++++ Records to process
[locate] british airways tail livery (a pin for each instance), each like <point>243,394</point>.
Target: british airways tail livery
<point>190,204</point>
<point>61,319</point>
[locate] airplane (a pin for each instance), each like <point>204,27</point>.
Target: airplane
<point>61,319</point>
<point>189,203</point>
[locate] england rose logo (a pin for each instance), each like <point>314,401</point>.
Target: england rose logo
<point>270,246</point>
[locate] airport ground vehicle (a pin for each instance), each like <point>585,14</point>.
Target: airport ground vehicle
++++++++
++++ Records to process
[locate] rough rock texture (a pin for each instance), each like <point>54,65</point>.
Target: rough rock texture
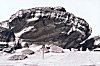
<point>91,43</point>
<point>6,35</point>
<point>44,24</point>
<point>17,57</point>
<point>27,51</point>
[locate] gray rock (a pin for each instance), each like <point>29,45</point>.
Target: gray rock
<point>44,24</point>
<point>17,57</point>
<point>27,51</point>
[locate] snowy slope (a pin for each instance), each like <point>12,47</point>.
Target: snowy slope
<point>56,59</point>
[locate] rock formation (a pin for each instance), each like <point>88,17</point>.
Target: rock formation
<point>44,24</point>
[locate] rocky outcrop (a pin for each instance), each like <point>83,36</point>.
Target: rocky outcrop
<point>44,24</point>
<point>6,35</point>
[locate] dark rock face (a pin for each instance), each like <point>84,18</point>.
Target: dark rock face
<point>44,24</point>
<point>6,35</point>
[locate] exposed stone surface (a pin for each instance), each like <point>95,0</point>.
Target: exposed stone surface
++++++++
What is needed: Scan the material for lines with the word "vehicle", and copy each line you find.

Reply to the task:
[locate] airport ground vehicle (a pin for each instance), each like <point>585,14</point>.
Target: airport ground vehicle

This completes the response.